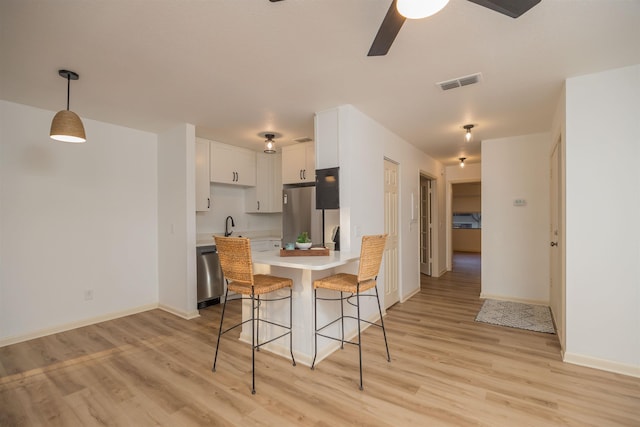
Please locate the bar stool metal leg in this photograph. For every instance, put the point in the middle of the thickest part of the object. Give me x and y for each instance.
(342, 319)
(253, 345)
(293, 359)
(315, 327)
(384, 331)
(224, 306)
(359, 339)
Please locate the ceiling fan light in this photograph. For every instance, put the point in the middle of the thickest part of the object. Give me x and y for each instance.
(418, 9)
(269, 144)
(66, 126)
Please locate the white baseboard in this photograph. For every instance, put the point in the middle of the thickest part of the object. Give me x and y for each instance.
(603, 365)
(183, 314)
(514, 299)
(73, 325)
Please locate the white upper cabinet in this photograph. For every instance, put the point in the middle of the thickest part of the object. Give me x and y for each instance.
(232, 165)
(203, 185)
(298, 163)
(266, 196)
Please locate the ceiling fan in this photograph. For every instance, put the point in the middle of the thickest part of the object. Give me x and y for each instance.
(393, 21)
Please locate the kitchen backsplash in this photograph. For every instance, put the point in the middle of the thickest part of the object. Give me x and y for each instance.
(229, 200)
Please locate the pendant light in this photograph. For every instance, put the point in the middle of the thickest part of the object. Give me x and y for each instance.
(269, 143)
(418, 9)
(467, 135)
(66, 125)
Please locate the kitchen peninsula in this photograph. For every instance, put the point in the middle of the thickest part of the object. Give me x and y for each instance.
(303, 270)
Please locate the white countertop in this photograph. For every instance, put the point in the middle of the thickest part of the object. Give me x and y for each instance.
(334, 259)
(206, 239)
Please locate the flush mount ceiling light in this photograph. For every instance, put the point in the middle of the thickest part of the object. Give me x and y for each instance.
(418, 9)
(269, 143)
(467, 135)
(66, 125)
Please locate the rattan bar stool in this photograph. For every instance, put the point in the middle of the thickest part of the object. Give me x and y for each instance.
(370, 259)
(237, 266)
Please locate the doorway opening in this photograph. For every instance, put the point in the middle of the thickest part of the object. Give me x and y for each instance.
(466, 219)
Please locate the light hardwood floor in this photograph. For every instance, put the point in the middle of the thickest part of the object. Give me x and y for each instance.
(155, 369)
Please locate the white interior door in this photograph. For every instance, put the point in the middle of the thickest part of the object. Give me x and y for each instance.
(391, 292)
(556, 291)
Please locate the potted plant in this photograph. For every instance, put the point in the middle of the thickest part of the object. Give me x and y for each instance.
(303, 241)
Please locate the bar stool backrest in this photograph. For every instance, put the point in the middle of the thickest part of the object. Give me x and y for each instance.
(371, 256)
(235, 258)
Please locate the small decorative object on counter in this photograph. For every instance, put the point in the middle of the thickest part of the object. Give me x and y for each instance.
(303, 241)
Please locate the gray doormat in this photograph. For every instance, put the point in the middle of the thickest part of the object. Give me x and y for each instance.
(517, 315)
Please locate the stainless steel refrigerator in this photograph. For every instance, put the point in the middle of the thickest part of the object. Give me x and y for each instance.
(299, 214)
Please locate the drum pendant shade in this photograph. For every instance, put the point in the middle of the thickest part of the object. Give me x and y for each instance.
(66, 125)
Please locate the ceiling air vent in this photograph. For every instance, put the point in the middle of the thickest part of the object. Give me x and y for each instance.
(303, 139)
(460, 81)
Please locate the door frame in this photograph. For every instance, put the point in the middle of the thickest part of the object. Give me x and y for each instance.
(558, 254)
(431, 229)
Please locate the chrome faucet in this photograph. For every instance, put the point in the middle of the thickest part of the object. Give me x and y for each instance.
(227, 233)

·····

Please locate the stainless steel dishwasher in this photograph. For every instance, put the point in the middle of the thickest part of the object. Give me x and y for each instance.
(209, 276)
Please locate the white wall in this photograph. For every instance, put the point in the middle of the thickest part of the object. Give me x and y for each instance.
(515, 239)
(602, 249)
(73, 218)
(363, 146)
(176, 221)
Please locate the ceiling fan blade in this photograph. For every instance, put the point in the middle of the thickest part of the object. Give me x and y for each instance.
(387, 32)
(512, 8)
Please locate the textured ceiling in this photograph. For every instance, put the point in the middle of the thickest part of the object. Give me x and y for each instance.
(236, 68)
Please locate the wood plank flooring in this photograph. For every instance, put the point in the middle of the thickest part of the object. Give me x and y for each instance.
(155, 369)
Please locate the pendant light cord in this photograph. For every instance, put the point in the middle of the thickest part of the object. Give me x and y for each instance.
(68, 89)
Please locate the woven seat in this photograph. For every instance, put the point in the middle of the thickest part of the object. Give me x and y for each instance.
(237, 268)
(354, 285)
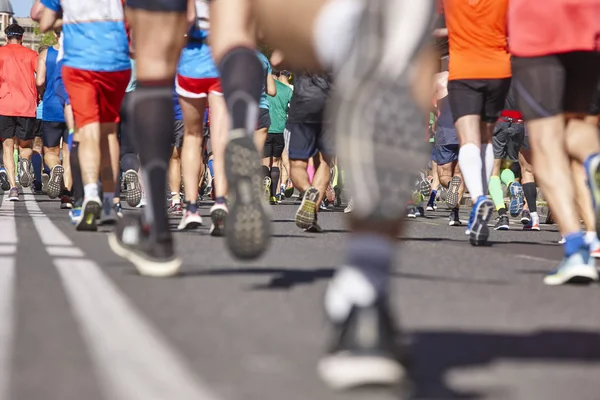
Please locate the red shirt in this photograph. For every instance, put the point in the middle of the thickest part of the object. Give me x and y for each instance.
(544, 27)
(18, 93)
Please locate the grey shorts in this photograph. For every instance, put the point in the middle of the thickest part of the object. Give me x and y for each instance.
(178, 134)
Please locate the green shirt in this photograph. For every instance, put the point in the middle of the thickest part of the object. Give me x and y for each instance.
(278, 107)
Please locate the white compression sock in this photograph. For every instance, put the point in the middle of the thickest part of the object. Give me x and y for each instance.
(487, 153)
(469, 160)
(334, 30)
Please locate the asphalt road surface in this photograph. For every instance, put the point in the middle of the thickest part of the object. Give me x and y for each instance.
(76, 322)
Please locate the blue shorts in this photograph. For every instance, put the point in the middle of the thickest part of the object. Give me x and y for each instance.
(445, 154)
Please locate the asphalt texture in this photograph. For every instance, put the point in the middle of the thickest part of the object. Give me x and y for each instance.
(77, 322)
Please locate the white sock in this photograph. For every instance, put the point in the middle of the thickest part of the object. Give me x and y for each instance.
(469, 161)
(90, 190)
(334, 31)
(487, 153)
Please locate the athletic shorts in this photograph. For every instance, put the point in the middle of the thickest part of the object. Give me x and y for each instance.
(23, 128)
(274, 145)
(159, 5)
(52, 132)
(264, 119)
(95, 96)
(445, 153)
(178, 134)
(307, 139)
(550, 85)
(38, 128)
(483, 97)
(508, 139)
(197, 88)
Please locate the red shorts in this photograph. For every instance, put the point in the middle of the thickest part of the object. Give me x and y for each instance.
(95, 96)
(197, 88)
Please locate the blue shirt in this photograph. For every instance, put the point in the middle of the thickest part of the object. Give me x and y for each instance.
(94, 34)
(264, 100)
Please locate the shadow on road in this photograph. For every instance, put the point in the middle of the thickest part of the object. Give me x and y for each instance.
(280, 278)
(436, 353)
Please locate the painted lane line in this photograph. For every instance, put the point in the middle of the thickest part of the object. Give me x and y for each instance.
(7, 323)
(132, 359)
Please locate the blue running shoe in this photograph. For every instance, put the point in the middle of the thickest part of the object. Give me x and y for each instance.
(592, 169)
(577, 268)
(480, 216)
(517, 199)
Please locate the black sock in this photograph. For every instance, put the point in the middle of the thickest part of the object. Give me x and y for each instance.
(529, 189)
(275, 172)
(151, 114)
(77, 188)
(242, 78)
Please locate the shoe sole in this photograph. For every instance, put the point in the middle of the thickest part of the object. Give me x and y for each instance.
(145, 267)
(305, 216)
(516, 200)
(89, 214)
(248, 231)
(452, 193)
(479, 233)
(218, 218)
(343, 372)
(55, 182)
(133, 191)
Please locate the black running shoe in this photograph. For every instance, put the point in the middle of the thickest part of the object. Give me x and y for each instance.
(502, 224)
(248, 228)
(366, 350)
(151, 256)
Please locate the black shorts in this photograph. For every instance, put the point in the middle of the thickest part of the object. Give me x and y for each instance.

·····

§ OBJECTIVE: Identify and copy every line of the records above that contains the string "stainless". Case counts.

§ FULL SOLUTION:
Please locate the stainless steel refrigerator in this photograph. For every instance, put the point in the middle of the thickest part of the object. Give me x and y for each instance.
Please locate the stainless steel dishwasher in this photograph. For every instance, put the point in the middle of the thickest part of the object. Give me x and y for each instance.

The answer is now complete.